• [LES CONSIGNES]
- a) D'après le compte rendu sur l'islam et les valeurs républicaines, quelle fondation Ghaleb Bencheikh préside-t-il ?
- b) Poursuivez le compte rendu sur l'islam et les valeurs républicaines à partir de sa dernière phrase.
━━━━━ EXTRAIT DU TEXTE
Islam et valeurs républicaines : comment apaiser les tensions ?

Date de la venue de l'invité: 
Mercredi, 21 avril, 2021
Ghaleb Bencheikh (extraits)

« L'Islam est en crise ». C'est ainsi que Ghaleb Bencheikh introduit le débat organisé par le Club des Vigilants le 21 avril 2021.
Président de la Fondation de l'Islam de France, président de la branche française de la Conférence Mondiale des Religions pour la paix, Ghaleb Bencheikh nous parle en toute franchise et fait preuve d'une grande érudition non seulement à propos de l'histoire de sa religion, mais également de celle des autres religions monothéistes.
Il nous rappelle l'apogée civilisationnelle de l'Islam jusqu'au XVe siècle suivie d'une profonde léthargie et d'un réveil douloureux au début du XXè siècle avec l'expansion du wahhabisme, des Frères musulmans et la révolution de Khomeiny, qui, dit-il, ont enfermé l'Islam « dans une sorte de marasme et d'indigence intellectuelle avec des clôtures dogmatiques, des enfermements doctrinaux, une pensée magique ». La question qui reste posée à l'Islam est celle de l'autonomisation du champ du savoir par rapport à celui de la religion. « On est passé de Bossuet à Voltaire en 35 ans. Ce passage du tout théologique vers le tout philosophique tarde à venir dans l'Islam, avec même des régressions » explique Ghaleb Bencheikh, rappelant les noms des principaux savants et philosophes musulmans qui, en leur temps, ont fait grandement progresser les sciences et la réflexion philosophique et métaphysique, mais qui sont largement méconnus en France car leurs œuvres ne sont pas traduites  : Alkindus, Rhazès, Alpharabius, Avicenne, Averroes, Ibn Arabi (surnommé Doctor Maximus par ses concitoyens)...

Pour lui, « ce qui a été possible à un moment donné de l'histoire sera possible un jour ». La Fondation de l'Islam de France s'emploie à traduire en français les travaux considérables d'islamologues, de théologiens, d'intellectuels, de philosophes anciens ou récents pour accompagner l'héritage des Lumières dans l'espoir que le « ruissellement des idées arrive notamment auprès de cette jeunesse qui n'a que 300 mots pour s'exprimer ».
Ghaleb Bencheikh constate que la société française est travaillée par de forts courants de sécularisation depuis plus d'un siècle, qu'elle est donc heurtée par ce retour du religieux dans sa coloration islamique, mais que, à l'instar des querelles qui ont entouré le vote de la loi de 1905, ce serait une grave erreur de « bouffer de l'imam » comme on a « bouffé du curé », car faire de l'athéisme une religion est un obstacle pour une relation pacifiée à l'islam.

L'analyse des tensions actuelles est, selon lui, multifactorielle : sociale, politique, géostratégique, psychanalytique (absence du père), millénariste, théologique, culturelle et médiatique.
━━━━━━━━━━
━━━━━ DONNÉES ENREGISTRÉES
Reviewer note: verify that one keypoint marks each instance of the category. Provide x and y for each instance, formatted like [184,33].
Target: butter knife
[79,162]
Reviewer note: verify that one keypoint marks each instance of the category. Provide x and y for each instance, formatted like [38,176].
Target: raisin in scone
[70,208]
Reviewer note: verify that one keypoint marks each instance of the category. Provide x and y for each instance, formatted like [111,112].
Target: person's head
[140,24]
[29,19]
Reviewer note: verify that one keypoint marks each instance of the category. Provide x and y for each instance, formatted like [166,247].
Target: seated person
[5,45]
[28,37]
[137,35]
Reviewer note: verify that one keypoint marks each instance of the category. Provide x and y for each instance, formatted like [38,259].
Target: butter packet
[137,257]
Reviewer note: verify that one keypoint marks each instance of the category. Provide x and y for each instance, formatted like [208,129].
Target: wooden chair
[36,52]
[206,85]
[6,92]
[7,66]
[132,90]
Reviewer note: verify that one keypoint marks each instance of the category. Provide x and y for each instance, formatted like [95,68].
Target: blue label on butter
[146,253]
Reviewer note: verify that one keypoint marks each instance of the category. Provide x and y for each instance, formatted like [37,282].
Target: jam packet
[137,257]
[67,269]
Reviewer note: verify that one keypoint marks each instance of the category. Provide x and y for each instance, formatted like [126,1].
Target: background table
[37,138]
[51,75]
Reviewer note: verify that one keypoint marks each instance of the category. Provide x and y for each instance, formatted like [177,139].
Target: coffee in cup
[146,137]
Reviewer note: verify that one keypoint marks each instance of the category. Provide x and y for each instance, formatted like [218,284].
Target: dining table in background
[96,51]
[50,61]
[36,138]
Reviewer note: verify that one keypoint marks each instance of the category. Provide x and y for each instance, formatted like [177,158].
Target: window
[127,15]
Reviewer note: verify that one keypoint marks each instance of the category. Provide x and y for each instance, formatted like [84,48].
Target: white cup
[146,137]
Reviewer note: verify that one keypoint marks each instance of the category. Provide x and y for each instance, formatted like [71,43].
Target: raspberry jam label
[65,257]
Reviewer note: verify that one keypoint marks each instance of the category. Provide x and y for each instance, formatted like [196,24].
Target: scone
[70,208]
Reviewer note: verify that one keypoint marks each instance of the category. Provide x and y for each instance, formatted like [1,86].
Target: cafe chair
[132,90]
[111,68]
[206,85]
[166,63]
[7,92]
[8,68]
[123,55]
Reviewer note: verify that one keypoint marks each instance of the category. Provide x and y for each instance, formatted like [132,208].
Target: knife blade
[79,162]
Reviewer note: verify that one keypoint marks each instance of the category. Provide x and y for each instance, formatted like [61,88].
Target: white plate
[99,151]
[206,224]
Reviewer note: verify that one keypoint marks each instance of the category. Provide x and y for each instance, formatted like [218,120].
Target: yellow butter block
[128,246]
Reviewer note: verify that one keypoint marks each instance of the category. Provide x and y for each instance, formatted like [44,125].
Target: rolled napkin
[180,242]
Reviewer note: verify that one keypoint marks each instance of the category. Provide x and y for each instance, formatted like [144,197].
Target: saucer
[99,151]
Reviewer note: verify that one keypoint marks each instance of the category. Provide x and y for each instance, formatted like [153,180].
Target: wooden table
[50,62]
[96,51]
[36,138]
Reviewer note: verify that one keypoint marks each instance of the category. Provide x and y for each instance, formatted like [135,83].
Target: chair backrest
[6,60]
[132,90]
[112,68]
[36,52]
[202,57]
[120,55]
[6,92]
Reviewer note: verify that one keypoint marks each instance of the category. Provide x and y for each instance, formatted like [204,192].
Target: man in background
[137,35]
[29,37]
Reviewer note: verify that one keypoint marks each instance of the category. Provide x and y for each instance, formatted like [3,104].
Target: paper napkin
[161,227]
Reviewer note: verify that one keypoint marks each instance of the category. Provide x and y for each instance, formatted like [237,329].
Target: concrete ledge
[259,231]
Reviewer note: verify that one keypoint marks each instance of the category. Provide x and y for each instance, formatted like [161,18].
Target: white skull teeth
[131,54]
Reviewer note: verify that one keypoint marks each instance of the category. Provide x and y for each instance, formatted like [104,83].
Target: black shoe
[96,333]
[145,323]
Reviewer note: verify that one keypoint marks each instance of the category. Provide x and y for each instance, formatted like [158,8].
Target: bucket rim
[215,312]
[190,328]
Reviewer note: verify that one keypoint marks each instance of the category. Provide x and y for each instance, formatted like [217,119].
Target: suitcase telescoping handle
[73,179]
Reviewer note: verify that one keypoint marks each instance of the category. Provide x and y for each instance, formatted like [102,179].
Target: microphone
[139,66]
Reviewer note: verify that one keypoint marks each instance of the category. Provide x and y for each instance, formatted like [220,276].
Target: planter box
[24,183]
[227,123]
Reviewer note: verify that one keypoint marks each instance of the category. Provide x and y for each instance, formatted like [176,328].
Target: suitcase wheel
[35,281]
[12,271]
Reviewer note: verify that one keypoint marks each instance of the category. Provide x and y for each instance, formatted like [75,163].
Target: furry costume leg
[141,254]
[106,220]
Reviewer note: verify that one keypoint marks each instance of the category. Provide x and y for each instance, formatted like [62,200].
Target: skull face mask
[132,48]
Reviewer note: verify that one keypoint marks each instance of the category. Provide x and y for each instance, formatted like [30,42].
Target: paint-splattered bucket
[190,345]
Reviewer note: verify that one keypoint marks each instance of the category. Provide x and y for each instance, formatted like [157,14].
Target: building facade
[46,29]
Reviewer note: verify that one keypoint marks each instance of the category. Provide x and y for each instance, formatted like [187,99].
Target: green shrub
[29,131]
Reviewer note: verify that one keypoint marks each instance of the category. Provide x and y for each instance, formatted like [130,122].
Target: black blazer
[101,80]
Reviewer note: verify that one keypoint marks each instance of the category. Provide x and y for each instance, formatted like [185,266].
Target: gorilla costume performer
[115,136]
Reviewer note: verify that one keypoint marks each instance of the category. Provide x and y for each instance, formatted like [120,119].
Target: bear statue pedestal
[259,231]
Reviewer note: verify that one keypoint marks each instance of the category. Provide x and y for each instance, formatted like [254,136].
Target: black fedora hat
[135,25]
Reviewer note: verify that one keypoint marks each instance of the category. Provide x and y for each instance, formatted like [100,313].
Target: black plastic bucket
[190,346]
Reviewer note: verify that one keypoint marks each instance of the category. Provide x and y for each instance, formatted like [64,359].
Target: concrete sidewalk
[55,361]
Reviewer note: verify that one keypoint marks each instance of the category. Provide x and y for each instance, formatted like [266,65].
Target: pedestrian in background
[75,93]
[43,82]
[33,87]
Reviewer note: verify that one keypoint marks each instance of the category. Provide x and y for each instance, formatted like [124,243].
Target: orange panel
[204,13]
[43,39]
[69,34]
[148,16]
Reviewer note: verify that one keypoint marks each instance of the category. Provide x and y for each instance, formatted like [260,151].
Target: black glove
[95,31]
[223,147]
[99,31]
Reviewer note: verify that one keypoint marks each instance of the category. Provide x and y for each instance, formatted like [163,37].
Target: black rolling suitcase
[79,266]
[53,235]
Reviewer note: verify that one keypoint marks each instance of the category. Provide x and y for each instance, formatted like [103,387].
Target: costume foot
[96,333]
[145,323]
━━━━━━━━━━
• [LES RÉPONSES]
- a) La Fondation de l'Islam de France.

- b)
Il en développera quatre.

Le facteur social. Traditionnellement on distingue trois catégories de citoyens : une élite, une classe moyenne et une classe populaire. Or, parmi les musulmans de France, il n'y a que très peu d'élites (en dehors de ceux dont il dit qu' « on leur baise la main car elle sauve le marché des yearlings à Deauville »). La grande majorité se trouve « prolétarisée, ghettoisée, et, surtout, dés-islamisée, victime d'une islamisation de néophytes ».
A destination de ceux-là, Ghaleb Bencheikh prescrit ce qu'il appelle un « discours alternatif » , rejoignant en cela le « contre-discours » promu par le Club des Vigilants.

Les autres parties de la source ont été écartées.